| DATA FOR THE TASK |
((

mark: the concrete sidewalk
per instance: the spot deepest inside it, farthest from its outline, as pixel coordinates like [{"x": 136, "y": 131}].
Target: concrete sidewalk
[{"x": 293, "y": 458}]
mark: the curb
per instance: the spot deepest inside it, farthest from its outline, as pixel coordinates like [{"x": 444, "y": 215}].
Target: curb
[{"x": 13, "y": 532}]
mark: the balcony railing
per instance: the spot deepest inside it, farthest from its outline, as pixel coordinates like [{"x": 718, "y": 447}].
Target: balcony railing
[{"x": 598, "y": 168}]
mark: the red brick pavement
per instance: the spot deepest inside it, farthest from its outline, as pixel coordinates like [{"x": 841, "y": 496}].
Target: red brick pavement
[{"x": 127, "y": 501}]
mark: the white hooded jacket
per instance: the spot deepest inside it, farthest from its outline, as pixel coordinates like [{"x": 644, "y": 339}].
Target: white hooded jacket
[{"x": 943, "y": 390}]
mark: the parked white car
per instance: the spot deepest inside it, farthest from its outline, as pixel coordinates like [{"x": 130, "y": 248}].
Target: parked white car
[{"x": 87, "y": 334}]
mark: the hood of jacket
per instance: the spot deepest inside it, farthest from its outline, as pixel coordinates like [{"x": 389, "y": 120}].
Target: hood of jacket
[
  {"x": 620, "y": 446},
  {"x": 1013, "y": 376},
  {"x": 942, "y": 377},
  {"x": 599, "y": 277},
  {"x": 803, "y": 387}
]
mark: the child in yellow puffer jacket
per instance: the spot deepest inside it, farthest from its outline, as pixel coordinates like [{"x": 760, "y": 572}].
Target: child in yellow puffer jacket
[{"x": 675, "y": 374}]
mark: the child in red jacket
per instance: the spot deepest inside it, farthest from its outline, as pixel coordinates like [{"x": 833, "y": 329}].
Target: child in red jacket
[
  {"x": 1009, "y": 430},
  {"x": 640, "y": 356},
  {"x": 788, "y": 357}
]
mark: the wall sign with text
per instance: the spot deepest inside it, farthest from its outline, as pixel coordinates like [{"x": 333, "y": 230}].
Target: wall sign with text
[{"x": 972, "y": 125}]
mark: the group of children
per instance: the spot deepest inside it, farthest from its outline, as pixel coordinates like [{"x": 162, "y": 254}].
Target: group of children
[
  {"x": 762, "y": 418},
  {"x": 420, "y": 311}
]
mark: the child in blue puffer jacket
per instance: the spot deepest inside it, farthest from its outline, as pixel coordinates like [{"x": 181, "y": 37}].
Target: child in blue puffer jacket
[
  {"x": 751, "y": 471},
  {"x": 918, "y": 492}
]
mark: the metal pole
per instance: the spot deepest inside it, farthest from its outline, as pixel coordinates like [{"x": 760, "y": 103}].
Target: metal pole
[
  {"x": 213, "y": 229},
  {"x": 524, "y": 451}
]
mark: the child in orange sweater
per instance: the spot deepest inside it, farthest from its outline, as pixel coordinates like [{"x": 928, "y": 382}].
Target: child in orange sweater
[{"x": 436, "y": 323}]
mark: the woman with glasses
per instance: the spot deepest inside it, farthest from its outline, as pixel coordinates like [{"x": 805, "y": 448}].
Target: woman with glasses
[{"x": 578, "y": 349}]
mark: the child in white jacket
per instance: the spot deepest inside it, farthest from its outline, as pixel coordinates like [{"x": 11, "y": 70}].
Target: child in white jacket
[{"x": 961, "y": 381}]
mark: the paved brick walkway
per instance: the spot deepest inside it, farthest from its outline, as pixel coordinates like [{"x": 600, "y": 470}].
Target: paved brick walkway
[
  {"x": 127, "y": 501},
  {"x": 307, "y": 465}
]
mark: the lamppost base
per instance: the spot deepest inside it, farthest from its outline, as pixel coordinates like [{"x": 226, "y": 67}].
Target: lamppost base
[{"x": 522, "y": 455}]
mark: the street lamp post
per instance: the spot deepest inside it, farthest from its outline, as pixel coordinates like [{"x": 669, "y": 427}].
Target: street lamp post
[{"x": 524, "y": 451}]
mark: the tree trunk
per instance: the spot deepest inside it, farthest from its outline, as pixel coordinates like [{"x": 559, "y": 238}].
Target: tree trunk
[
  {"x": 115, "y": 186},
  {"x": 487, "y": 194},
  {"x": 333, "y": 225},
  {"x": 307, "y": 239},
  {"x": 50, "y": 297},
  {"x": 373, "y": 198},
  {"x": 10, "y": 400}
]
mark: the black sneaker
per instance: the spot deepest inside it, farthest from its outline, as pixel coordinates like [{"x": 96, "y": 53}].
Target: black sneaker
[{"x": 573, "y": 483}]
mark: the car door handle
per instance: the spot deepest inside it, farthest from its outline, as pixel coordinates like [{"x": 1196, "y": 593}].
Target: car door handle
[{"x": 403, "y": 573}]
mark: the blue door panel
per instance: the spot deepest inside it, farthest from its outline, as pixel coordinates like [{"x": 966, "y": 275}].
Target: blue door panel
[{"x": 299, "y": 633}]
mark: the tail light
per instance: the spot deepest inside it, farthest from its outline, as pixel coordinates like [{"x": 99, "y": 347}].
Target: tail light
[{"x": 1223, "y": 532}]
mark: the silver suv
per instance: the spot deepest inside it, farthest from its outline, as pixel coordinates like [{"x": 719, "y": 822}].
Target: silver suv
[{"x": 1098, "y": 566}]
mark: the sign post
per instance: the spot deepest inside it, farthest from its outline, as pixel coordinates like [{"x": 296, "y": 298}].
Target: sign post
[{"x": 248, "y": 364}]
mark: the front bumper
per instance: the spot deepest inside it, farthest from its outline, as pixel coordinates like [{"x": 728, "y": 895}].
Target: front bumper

))

| THE TASK |
Starting at the line that contains "mark: the street lamp post", print every line through the end of the listing, word for word. Leave out all the rest.

| CORRECT RESULT |
mark: the street lamp post
per instance: the spot deepest inside it, farthest from its outline, as pixel coordinates like [{"x": 669, "y": 427}].
Target: street lamp post
[{"x": 524, "y": 451}]
mark: the tree trunk
per instance: the spot deepest inside it, farthest from its outline, as pixel coordinates like [{"x": 559, "y": 238}].
Target: tree trunk
[
  {"x": 115, "y": 186},
  {"x": 487, "y": 194},
  {"x": 333, "y": 225},
  {"x": 307, "y": 239},
  {"x": 50, "y": 297},
  {"x": 373, "y": 198},
  {"x": 10, "y": 400}
]
mark: the black sneaker
per instance: the spot deepest inside it, farthest from its outline, as pixel coordinates like [{"x": 96, "y": 53}].
Target: black sneaker
[{"x": 573, "y": 483}]
mark: the car door handle
per instance: the spot deepest inside it, farthest from its outline, as pixel coordinates like [{"x": 1196, "y": 593}].
Target: car door handle
[{"x": 403, "y": 573}]
mark: the blue door panel
per instance: the spot deepest inside it, farthest from its outline, as pixel coordinates like [{"x": 966, "y": 275}].
Target: blue door panel
[{"x": 299, "y": 633}]
mark: the tail light
per instance: the spot deepest inside it, farthest from its outline, as pixel coordinates like [{"x": 99, "y": 347}].
Target: tail light
[{"x": 1223, "y": 532}]
mark: the silver suv
per instance: the spot deepest inside it, farthest from its outline, as pixel coordinates like [{"x": 719, "y": 822}].
Target: silver suv
[{"x": 1098, "y": 566}]
mark: the sign post
per instance: the spot deepest inside it, farthest from its outline, as pixel coordinates like [{"x": 296, "y": 298}].
Target: sign post
[{"x": 248, "y": 364}]
mark: the front bumper
per instance: the spot deepest inside it, farthest from its outline, as pixel coordinates like [{"x": 728, "y": 895}].
Target: front bumper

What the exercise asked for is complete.